*** EXCERPTED PASSAGE ***

Of course, the ability to construct a “plausible” story from genes that come out of a complex analysis (more on that in minute) doesn’t constitute validation of the approach, and much of the early history of gene expression arrays is littered with examples of promising genes, compelling narratives, and no replication.

Making interpretation more difficult, some experts found the methods inscrutable. A leading academic researcher in this area told me, “to be honest, I’m not sure what to make of this paper,” in part because the analysis used “commercial black-box software that is very poorly described in the paper,” and in part because the genetic analysis was done in a fashion that led this scientist to say, “I honestly can’t figure out how to interpret the P-values coming from this, and again the methods are poorly described.”

I asked Dudley about one aspect of this – the challenge of multiple comparisons (a topic I’ve written about here). Dudley replied that the paper was evaluated by “informatics and statistics peer reviewers, and believe me they put us through the ringer to deal with this issue and thankfully we came up with a solution” that satisfied them.

*** DATASET EXCERPTS ***

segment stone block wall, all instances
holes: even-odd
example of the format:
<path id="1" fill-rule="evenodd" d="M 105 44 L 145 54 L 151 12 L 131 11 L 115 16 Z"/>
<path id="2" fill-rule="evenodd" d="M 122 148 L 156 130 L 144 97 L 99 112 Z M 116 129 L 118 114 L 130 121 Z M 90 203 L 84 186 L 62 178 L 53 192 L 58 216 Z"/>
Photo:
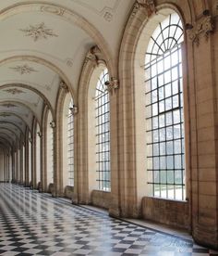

***

| ACTIVITY 1 |
In the passage on the gene analysis paper, change "inscrutable" to "opaque" and give the part from "Making interpretation more" to "that satisfied them.".
| ACTIVITY 2 |
Carry the passage on the gene analysis paper further, picking up after its final sentence.
These records were drawn from a separate source.

| WRITTEN RESPONSE 1 |
Making interpretation more difficult, some experts found the methods opaque. A leading academic researcher in this area told me, “to be honest, I’m not sure what to make of this paper,” in part because the analysis used “commercial black-box software that is very poorly described in the paper,” and in part because the genetic analysis was done in a fashion that led this scientist to say, “I honestly can’t figure out how to interpret the P-values coming from this, and again the methods are poorly described.”

I asked Dudley about one aspect of this – the challenge of multiple comparisons (a topic I’ve written about here). Dudley replied that the paper was evaluated by “informatics and statistics peer reviewers, and believe me they put us through the ringer to deal with this issue and thankfully we came up with a solution” that satisfied them.

| WRITTEN RESPONSE 2 |
As Florez of MGH nicely summarized for me, there are three main challenges with this type of study:

  • Reproducibility: can these findings be repeated with other data sets?
  • Interpretability: what physiological insight is afforded by these findings?
  • Clinical utility: what does this mean to the diabetologist treating the patient in front of her?

Dudley, it turns out, agrees completely.  He’s looking for a replication data set (the challenge, I imagine, is that there are relatively few available); he anticipates the need to “dive into the biology of the genetic factors revealed by this study”; and he’s keen to “perform a prospective evaluation” of the markers to see if they might have prognostic clinical value for doctors and patients.

Implications

The appeal of the approach used by the authors is the extent to which it seems so scalable, and so improvable by the inevitable addition of more, richer, and cleaner data.  As Dudley told me, “The EHR data is quite sparse and noisy, so I am honestly shocked we were able to get anything meaningful out of it.”

Imagine datasets that included richer genomic data (such as whole exome or whole genome sequencing), more complete EHR data, and more data from wearables and other devices that capture what I’ve called “dynamic phenotype.”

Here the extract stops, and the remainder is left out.